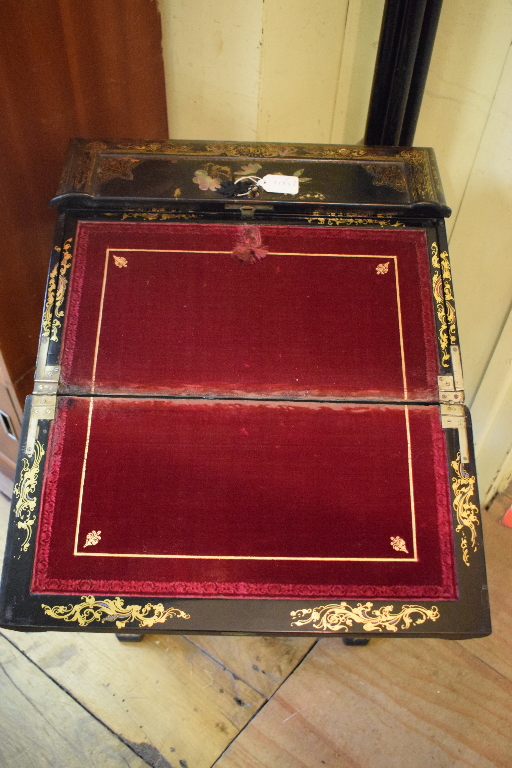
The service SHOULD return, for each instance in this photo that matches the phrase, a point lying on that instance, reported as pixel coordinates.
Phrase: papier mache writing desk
(248, 414)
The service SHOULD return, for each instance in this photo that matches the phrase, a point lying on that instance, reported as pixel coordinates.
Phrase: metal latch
(47, 376)
(43, 407)
(247, 211)
(453, 417)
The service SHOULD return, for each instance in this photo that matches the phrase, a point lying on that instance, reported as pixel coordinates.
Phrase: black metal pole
(419, 75)
(396, 60)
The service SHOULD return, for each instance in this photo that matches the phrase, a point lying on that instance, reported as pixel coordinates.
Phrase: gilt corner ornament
(463, 485)
(24, 490)
(113, 610)
(339, 617)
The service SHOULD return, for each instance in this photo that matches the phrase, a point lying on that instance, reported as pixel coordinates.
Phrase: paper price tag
(275, 182)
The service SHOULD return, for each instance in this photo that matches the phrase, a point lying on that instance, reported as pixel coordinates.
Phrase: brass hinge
(47, 376)
(43, 407)
(451, 388)
(453, 417)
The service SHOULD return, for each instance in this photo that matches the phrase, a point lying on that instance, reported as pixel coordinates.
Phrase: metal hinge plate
(454, 417)
(43, 407)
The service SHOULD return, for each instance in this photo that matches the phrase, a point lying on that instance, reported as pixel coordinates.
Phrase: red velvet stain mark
(249, 249)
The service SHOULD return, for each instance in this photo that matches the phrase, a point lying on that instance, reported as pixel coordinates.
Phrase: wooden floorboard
(397, 702)
(242, 702)
(42, 727)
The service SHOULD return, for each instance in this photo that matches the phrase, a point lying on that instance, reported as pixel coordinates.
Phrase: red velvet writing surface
(245, 498)
(329, 313)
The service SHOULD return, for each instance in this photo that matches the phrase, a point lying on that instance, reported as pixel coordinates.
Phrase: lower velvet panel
(247, 498)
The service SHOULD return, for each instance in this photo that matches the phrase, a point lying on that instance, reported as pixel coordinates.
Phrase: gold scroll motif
(448, 297)
(398, 544)
(91, 609)
(421, 172)
(341, 616)
(50, 298)
(92, 538)
(463, 486)
(437, 287)
(24, 490)
(61, 288)
(352, 222)
(387, 176)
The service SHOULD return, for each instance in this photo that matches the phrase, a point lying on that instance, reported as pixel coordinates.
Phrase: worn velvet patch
(165, 309)
(185, 497)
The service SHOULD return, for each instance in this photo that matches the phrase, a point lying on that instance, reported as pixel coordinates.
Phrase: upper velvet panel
(227, 310)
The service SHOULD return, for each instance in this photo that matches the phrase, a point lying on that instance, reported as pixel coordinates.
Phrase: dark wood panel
(86, 69)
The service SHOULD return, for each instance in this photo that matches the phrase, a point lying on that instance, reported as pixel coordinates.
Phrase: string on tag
(249, 248)
(248, 186)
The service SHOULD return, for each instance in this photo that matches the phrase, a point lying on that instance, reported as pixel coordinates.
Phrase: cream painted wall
(279, 70)
(301, 70)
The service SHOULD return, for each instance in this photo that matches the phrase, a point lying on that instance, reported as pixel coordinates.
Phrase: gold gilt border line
(113, 610)
(414, 557)
(338, 617)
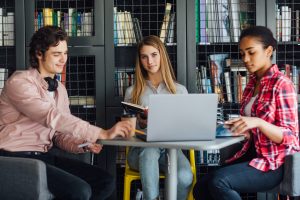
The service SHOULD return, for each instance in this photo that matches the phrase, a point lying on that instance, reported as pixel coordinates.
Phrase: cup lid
(128, 115)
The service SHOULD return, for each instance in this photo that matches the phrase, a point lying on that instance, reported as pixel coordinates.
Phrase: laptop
(181, 117)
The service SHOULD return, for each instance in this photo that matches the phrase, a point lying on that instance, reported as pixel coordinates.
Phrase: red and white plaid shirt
(275, 103)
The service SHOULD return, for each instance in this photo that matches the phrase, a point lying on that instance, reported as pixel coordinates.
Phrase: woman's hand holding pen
(94, 148)
(121, 128)
(142, 120)
(242, 125)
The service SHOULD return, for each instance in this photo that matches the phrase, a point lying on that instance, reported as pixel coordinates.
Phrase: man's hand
(94, 148)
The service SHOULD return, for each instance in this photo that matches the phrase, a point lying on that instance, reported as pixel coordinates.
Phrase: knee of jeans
(185, 177)
(217, 182)
(110, 184)
(150, 153)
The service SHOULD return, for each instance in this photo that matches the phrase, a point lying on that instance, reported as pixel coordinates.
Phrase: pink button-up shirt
(31, 119)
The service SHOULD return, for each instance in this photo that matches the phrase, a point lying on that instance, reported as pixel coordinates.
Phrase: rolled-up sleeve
(287, 112)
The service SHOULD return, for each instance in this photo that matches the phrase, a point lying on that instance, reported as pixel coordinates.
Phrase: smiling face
(53, 60)
(150, 59)
(256, 58)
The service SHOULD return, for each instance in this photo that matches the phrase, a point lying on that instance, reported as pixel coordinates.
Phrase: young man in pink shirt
(35, 114)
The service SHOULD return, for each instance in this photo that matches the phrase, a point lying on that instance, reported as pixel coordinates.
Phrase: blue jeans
(149, 161)
(229, 181)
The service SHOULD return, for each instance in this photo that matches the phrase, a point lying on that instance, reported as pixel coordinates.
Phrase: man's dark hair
(264, 35)
(42, 40)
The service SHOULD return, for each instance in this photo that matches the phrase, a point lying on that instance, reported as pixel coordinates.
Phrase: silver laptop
(181, 117)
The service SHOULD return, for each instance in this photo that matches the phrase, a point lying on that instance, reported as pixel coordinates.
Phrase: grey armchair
(23, 178)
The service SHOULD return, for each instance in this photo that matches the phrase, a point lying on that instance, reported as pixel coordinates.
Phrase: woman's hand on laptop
(121, 128)
(241, 125)
(142, 120)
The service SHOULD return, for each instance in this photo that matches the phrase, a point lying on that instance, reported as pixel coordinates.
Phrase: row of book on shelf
(123, 79)
(221, 20)
(284, 24)
(127, 29)
(74, 22)
(228, 77)
(7, 31)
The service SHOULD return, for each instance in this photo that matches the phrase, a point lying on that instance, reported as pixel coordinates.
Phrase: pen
(138, 131)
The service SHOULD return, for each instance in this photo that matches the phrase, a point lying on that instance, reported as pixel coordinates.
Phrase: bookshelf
(11, 55)
(82, 19)
(212, 40)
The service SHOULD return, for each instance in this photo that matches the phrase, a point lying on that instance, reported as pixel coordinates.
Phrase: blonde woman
(154, 75)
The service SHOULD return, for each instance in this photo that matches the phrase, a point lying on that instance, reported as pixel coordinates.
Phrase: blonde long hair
(141, 74)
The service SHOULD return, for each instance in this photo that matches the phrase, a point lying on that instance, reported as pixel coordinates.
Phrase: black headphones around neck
(52, 83)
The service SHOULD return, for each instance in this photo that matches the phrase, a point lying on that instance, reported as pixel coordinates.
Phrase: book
(164, 28)
(134, 108)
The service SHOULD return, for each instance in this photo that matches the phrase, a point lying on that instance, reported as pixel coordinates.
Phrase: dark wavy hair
(263, 34)
(42, 40)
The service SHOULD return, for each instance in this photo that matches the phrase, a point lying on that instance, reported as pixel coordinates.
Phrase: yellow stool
(131, 175)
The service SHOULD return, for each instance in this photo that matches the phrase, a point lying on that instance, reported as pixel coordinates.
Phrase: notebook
(181, 117)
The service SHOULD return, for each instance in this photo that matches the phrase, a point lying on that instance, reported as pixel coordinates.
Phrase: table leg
(171, 174)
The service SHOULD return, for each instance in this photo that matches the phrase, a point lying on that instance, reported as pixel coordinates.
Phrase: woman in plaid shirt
(269, 122)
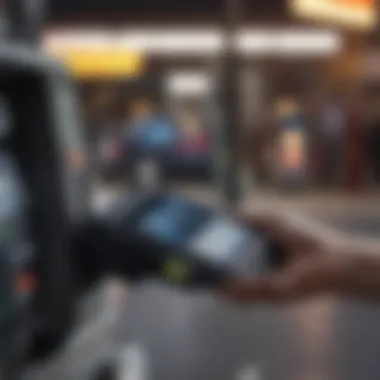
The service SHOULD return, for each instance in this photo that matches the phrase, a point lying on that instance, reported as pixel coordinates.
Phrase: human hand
(314, 262)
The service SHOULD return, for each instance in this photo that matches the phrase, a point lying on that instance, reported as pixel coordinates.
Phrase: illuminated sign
(99, 62)
(351, 13)
(292, 151)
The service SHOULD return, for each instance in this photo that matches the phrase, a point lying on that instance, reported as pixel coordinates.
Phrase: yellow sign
(176, 271)
(87, 63)
(360, 14)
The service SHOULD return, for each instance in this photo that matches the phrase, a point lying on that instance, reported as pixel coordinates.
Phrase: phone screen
(174, 221)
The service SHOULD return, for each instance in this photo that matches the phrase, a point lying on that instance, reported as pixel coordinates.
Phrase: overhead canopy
(360, 14)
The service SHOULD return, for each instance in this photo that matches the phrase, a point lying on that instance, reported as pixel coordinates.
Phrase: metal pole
(227, 136)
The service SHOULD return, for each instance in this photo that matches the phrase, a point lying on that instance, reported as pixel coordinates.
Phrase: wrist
(357, 264)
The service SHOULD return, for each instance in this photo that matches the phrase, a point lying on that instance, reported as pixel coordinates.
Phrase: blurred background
(298, 81)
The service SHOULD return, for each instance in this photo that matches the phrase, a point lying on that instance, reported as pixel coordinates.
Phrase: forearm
(360, 269)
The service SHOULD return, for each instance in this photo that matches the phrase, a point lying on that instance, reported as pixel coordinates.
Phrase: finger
(247, 290)
(293, 229)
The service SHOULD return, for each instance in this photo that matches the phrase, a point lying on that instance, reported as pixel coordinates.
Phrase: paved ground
(179, 336)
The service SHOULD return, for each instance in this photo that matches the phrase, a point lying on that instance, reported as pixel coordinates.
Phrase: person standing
(373, 146)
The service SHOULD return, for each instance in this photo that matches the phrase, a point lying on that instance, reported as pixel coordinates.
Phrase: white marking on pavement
(249, 373)
(133, 363)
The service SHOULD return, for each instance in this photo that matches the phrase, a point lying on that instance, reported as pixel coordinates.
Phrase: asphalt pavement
(166, 334)
(197, 336)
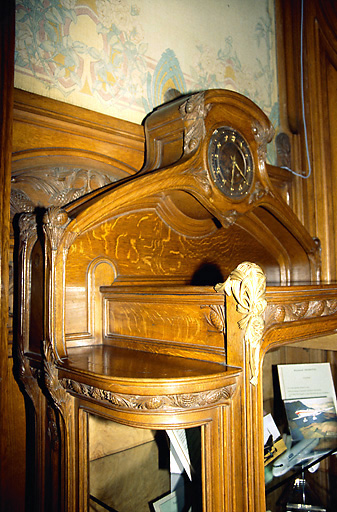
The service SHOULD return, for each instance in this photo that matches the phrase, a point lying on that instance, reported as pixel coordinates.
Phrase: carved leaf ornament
(247, 284)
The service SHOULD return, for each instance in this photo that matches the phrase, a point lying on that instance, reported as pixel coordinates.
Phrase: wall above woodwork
(125, 58)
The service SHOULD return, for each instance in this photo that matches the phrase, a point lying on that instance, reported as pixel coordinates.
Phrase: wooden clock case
(120, 315)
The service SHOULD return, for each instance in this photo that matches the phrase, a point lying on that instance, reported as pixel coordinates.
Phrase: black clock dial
(230, 162)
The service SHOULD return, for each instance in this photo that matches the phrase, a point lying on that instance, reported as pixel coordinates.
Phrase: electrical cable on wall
(303, 108)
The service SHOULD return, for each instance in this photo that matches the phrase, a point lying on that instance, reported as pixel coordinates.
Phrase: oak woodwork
(314, 198)
(121, 288)
(11, 452)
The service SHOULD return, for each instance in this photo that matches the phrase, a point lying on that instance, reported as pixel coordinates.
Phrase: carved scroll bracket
(247, 284)
(193, 112)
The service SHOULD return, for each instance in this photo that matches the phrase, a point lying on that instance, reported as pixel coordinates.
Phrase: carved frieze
(184, 401)
(278, 313)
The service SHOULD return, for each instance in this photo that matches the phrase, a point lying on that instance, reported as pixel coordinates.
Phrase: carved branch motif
(194, 112)
(152, 403)
(247, 284)
(216, 317)
(55, 221)
(278, 313)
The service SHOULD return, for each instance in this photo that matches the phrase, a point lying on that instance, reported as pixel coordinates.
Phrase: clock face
(230, 162)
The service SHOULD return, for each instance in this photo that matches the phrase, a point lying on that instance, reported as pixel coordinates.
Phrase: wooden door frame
(7, 35)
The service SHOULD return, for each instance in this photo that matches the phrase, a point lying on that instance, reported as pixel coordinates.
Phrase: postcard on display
(309, 398)
(273, 442)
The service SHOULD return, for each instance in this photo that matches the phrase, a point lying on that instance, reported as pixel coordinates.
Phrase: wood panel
(11, 488)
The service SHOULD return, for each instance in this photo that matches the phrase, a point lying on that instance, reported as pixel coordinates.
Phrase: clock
(230, 162)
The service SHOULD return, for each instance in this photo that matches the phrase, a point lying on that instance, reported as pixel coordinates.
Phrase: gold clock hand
(238, 168)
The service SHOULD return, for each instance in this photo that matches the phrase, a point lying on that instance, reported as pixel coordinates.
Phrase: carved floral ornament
(59, 388)
(193, 112)
(184, 401)
(247, 284)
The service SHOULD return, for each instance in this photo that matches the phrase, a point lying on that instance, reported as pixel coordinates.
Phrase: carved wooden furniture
(146, 314)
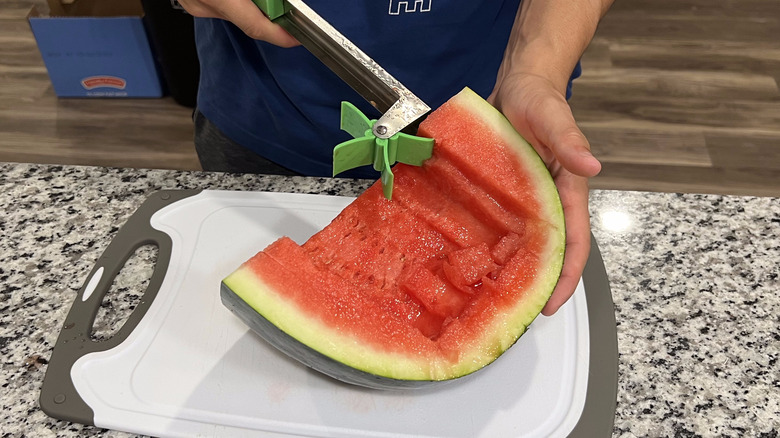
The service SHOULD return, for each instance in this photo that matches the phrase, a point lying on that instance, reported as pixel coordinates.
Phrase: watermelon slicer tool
(366, 148)
(379, 142)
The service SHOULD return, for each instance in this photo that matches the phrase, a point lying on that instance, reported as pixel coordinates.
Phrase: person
(266, 106)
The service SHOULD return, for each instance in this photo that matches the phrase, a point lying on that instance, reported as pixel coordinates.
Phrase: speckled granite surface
(694, 279)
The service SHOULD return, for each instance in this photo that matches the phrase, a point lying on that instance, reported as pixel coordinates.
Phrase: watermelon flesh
(431, 285)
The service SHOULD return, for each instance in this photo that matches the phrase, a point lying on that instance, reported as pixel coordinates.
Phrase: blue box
(97, 48)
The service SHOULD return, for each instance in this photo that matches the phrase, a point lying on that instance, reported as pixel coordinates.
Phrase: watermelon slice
(430, 286)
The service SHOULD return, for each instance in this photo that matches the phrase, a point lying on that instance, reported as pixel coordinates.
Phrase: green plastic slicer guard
(366, 148)
(272, 8)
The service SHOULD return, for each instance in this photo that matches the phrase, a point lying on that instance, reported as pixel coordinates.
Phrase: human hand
(244, 14)
(540, 113)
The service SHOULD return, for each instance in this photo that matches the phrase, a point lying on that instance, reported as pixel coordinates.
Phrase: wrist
(540, 59)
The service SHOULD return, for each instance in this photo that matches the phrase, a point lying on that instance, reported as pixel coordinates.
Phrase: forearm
(550, 36)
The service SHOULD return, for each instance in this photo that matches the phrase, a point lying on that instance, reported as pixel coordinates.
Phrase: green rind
(353, 353)
(321, 337)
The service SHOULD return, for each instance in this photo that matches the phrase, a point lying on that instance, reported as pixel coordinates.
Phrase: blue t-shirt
(284, 103)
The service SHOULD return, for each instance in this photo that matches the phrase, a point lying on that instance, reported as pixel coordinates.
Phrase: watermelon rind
(350, 359)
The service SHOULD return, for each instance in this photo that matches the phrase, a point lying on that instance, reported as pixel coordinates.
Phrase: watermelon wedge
(430, 286)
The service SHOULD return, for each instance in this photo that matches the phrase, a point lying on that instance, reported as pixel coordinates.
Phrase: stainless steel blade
(400, 107)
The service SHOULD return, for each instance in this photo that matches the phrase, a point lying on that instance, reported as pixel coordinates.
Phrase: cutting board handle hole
(125, 293)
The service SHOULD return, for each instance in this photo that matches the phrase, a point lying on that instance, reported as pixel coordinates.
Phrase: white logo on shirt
(398, 6)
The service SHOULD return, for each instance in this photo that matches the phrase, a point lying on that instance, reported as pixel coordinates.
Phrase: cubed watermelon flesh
(431, 285)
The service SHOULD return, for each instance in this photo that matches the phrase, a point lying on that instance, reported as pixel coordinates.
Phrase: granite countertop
(694, 279)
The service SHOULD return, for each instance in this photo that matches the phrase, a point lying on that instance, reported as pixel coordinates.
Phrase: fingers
(561, 134)
(244, 14)
(574, 197)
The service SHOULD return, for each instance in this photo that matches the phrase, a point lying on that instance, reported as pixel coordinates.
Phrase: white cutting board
(191, 368)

* * *

TASK DIRECTIONS:
How many lines in the entries above contain the string "laptop", matching case exactly? Reply with the number alone.

FULL RESPONSE:
3